[[ PROVIDED INFORMATION open ]]

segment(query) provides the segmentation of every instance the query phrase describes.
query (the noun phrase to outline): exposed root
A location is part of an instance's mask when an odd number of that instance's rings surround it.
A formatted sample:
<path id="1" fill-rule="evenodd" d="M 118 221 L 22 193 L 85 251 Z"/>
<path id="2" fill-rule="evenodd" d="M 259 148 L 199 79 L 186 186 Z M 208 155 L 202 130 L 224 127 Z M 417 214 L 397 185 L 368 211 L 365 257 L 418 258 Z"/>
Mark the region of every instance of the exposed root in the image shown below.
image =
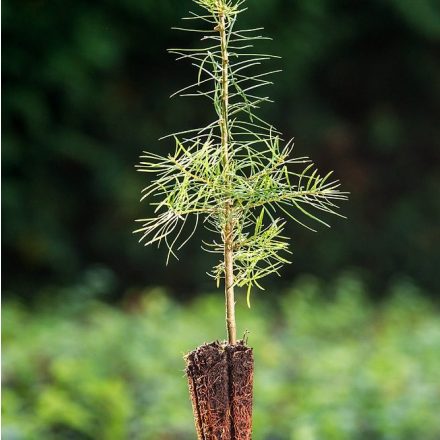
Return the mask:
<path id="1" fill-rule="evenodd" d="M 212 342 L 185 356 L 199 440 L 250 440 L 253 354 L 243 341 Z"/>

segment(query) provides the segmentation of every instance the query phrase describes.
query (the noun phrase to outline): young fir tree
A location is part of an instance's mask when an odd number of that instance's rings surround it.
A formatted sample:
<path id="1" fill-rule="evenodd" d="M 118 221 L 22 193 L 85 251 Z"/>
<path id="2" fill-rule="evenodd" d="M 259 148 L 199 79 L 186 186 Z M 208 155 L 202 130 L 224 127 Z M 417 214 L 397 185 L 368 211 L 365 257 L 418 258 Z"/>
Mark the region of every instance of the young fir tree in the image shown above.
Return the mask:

[[ PROVIDED INFORMATION closed ]]
[[ PROVIDED INFORMATION open ]]

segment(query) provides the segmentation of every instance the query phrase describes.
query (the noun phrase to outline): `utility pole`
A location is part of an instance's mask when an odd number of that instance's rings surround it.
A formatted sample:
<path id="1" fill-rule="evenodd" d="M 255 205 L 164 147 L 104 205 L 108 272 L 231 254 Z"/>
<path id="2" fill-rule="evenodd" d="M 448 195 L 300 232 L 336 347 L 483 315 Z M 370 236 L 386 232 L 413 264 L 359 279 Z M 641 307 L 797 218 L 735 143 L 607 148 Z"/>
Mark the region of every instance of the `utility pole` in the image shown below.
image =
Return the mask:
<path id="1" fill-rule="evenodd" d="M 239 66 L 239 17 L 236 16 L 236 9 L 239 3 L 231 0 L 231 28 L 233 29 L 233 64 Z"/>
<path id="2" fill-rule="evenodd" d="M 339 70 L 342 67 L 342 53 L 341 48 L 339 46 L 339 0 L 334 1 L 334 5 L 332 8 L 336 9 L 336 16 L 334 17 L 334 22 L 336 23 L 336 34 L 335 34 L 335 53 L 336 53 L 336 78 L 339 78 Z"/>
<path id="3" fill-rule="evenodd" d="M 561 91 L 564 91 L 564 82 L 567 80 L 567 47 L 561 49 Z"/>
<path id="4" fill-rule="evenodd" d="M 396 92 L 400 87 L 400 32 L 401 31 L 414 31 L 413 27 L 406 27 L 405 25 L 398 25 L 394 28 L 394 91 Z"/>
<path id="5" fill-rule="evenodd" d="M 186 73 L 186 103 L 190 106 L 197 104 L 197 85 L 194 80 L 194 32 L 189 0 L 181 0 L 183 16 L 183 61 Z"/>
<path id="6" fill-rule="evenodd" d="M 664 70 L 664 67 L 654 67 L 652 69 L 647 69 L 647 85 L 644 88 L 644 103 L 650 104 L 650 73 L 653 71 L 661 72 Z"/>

[[ PROVIDED INFORMATION closed ]]
[[ PROVIDED INFORMATION open ]]

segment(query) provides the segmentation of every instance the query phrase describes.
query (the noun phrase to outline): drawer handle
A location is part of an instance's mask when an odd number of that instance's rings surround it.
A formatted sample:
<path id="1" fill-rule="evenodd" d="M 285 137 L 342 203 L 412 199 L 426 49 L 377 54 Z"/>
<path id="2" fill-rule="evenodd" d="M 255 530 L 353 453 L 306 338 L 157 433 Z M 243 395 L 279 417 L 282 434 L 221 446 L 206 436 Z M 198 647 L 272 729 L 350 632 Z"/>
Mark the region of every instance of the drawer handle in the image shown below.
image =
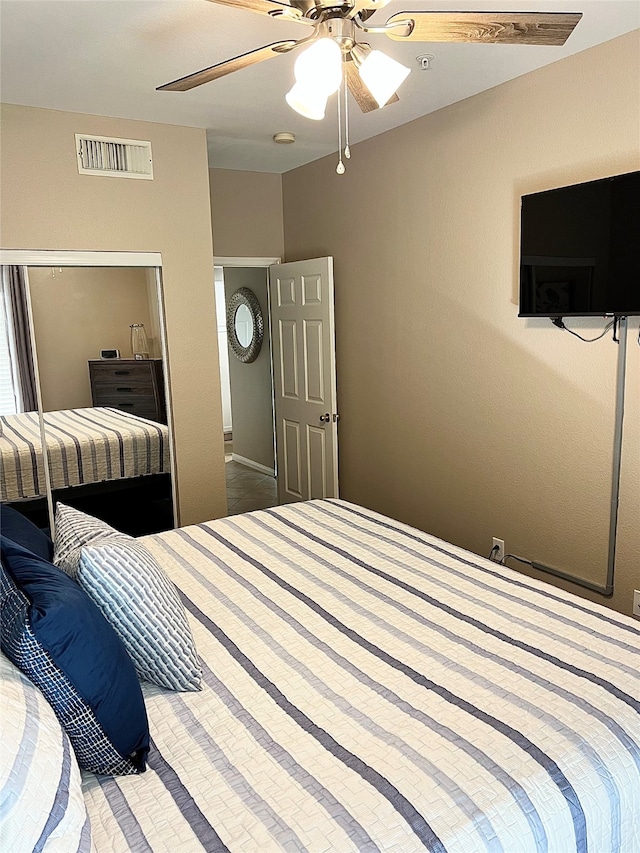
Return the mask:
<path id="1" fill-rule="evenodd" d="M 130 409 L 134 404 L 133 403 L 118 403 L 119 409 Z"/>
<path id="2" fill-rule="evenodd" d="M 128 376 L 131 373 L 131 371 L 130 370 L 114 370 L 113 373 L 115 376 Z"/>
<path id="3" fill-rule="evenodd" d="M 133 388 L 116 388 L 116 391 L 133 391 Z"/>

[[ PROVIDED INFORMATION closed ]]

Within the entries above, find the string "handle" and return each line that holds it.

query (the noun phrase to outline): drawer handle
Mark the region of every instance of the drawer handle in the image shown below.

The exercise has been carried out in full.